Pejuang Literasi

Jumat, 18 Desember 2015

Yasser Arafat dari Palestina dan Mohammad Hatta dari Indonesia merupakan dua tokoh penting perjuangan bangsanya yang memiliki kesamaan pandangan. Kesamaan itu adalah ikrar untuk menunda melangsungkan pernikahan sebelum bangsanya merdeka dari penjajahan. Keduanya memenuhi nazar. 15 November 1988, di Aljir, Aljazair, Arafat mendeklarasikan kemerdekakan Palestina. Dua tahun kemudian saat berusia 61 tahun ia menikahi Suha Tawil yang lebih muda 34 tahun darinya.

Bagaimana dengan Hatta? Ia lebih beruntung. Saat Indonesia merdeka, usianya “baru” 43 tahun. Ia sendiri bersama sahabat dekatnya, Soekarno, mengatasnamakan rakyat Indonesia memproklamasikan kemerdekaan pada 17 Agustus 1945 di Jakarta. Soekarno pulalah yang mempunyai peran amat penting dalam perjodohan Hatta dengan menjadi mak comblang. Saat ditanya oleh Soekarno tentang siapa kira-kira orang yang diingikan untuk dinikahi, Hatta menjawab, “Gadis yang kita jumpai waktu kita berkunjung ke Instituut Pasteur, yang duduk di kamar sana, yang begini, yang begitu, tapi saya belum tahu namanya.” Setelah ditelusuri ternyata gadis pilihan proklamator kelahran Bukittinggi itu adalah Rahmi, putri keluarga Rachim.”

Menjelang tengah malam, Soekarno mendatangi rumah keluarga Rachim di Burgermeester Koops Weg, atau yang sekarang dikenal sebagai Jl. Pajajaran No. 11 Bandung dan melamar Rahmi untuk Hatta. Pada 18 November 1945 atau tiga bulan setelah kemerdekaan, Hatta menikahi Rahmi di Megamendung, Bogor. Nazar pun tertunaikan. Lazimnya mas kawin yang diberikan mempelai laki-laki kepada mempelai perempuan adalah uang perak atau uang ringgit yang terbuat dari emas. Itu pula yang diharapkan oleh ibunda Hatta pada anak lelaki satu-satunya tersebut. Tapi dasar Hatta si kutu buku. Sebagai mas kawin, Hatta memberikan buku berjudul “Alam Pikiran Yunani” yang ditulisnya saat berada di Digul pada masa pengasingan pemerintah kolonial.

Sejak muda Hatta memang tergila-gila dengan buku. Ia telah mengoleksi buku saat Sekolah Dagang di Batavia. Waktu itu usianya baru 17 tahun. Selepas kuliah di negeri Belanda, Hatta pulang ke Indonesia dengan membawa serta buku-bukunya sebanyak 16 peti besi. Masing-masing peti berukuran setengah meter kubik. Sedangkan untuk pakaian ia hanya membawa satu koper saja. Saat diasingkan ke Boven Digul menggunakan kapal yang jauhnya ribuan kilometer, 16 peti berisi buku itu turut dibawanya. Demikian pula saat dipindah-buang ke Banda Neira, kembali lagi ke Jakarta, dan kemudian ke Bangka.

[Data Tercatat]
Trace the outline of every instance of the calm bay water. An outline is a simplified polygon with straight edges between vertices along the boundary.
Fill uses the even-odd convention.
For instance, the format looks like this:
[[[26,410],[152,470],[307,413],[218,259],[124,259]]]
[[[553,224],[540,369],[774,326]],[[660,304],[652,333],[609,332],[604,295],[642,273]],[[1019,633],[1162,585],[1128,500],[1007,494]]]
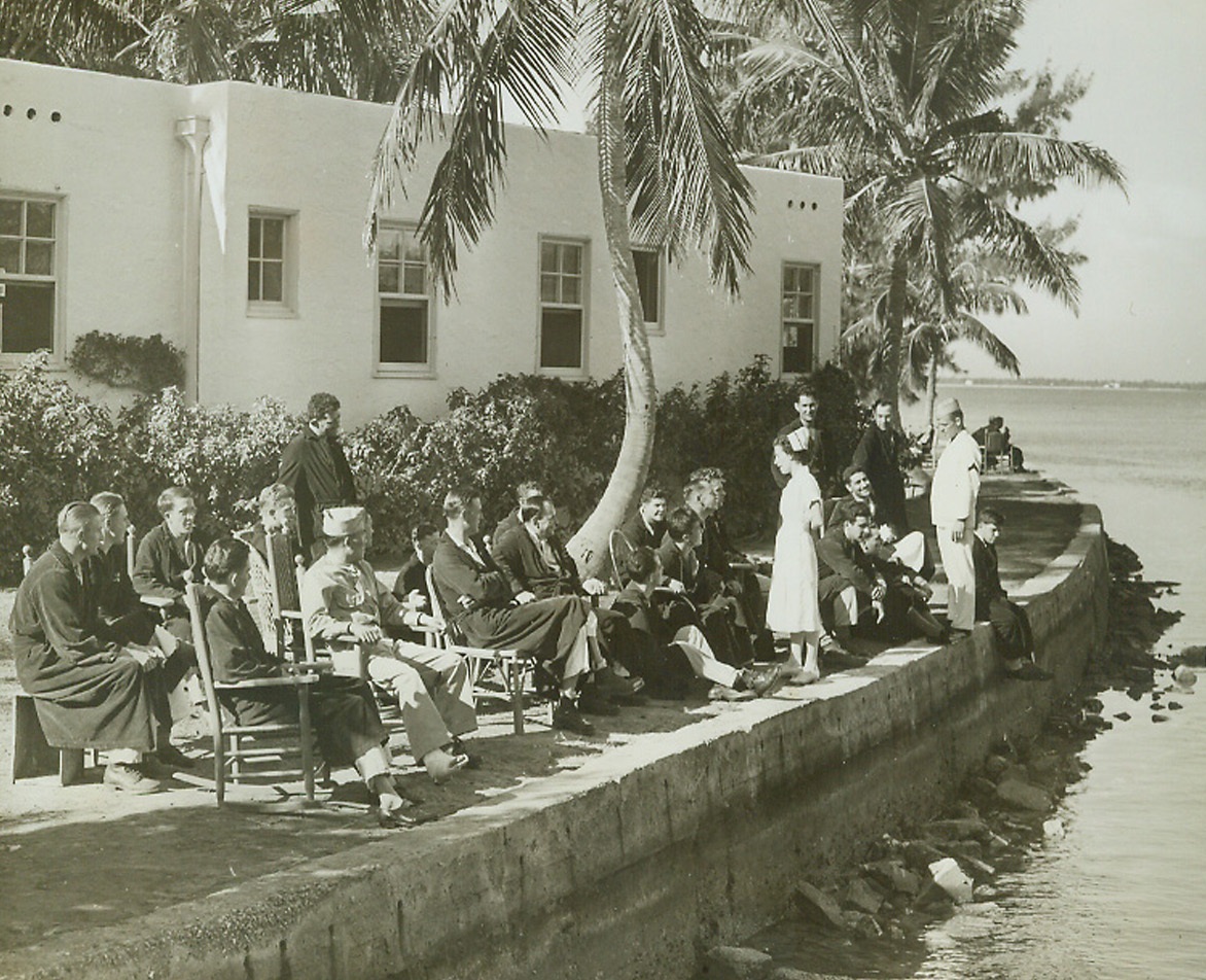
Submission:
[[[1163,601],[1184,618],[1159,642],[1206,643],[1206,392],[948,386],[968,427],[1003,415],[1038,468],[1101,507],[1111,536],[1138,553],[1148,579],[1179,582]],[[906,409],[919,430],[921,409]],[[1061,801],[1067,828],[1002,875],[994,900],[964,906],[917,949],[860,952],[765,935],[778,962],[856,976],[918,980],[1202,980],[1206,978],[1206,671],[1164,724],[1149,698],[1107,692],[1088,745],[1093,768]],[[1169,682],[1167,677],[1159,681]],[[784,932],[786,931],[786,933]],[[816,953],[821,953],[818,959]]]

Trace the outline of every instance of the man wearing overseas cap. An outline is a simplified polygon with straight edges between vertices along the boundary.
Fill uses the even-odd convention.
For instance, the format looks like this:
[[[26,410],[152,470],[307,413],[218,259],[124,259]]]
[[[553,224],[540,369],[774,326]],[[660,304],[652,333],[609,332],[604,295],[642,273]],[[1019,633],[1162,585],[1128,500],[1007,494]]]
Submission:
[[[323,513],[326,554],[302,581],[302,616],[315,638],[335,648],[362,644],[369,676],[398,695],[410,752],[437,782],[468,762],[459,736],[478,728],[464,660],[451,651],[391,640],[384,626],[425,625],[405,608],[364,560],[369,519],[363,507]]]
[[[947,614],[952,630],[970,632],[976,622],[972,535],[979,497],[979,447],[964,428],[964,410],[954,398],[935,406],[933,425],[947,441],[930,486],[930,517],[947,573]]]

[Uraian Tugas] Menurut kutipan tentang Hatta, mengapa Hatta memberikan buku sebagai mas kawin, bukan uang perak atau uang ringgit emas seperti lazimnya? Jelaskan dalam satu sampai tiga kalimat. Entri-entri tersebut tidak ada hubungannya dengan kutipan.

[Jawaban Tugas] Hatta memberikan buku karena ia seorang kutu buku yang sejak muda memang tergila-gila dengan buku. Buku yang menjadi mas kawin itu berjudul "Alam Pikiran Yunani" dan ditulisnya sendiri saat berada di Digul pada masa pengasingan.